Can you output the rows below as a two-column CSV with columns named "prompt" and "points", one line per row, putting its text and its answer each in a single quoted field with line breaks replaced by spaces?

[Provided records]
+ + + + + + +

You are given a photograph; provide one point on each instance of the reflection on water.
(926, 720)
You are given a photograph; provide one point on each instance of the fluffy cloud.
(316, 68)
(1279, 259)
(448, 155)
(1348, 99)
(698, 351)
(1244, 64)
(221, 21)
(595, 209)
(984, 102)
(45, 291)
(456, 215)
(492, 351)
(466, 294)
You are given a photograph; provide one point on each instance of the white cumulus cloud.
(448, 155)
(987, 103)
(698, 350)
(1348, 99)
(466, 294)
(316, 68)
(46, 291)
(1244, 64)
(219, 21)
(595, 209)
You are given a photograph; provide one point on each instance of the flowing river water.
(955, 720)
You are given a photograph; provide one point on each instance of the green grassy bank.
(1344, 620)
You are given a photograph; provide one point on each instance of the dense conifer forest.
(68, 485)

+ + + + + + +

[Expected answer]
prompt,points
"You are given a photograph; provide one point on each instance of the reflection on water.","(926, 720)"
"You are given a photograph; provide one point on each instance of the fluffy cloud.","(316, 68) (1279, 259) (448, 155) (1348, 99) (698, 351) (1244, 64) (221, 21) (595, 209) (984, 102) (45, 291) (456, 215) (492, 351) (466, 294)"
"You are given a photograph; provide one point on each instance of the white cumulus cloud.","(448, 155) (987, 103) (698, 350) (1348, 99) (466, 294) (316, 68) (46, 291) (1244, 64) (219, 21) (595, 209)"
"You are given a photograph; provide one point on each instance of the flowing river water.","(955, 720)"
"You are given a photograph; provide one point on each instance of the green grassy bank.","(1344, 620)"
"You are given a photograph; provide one point on each instance of the dense conifer forest.","(68, 485)"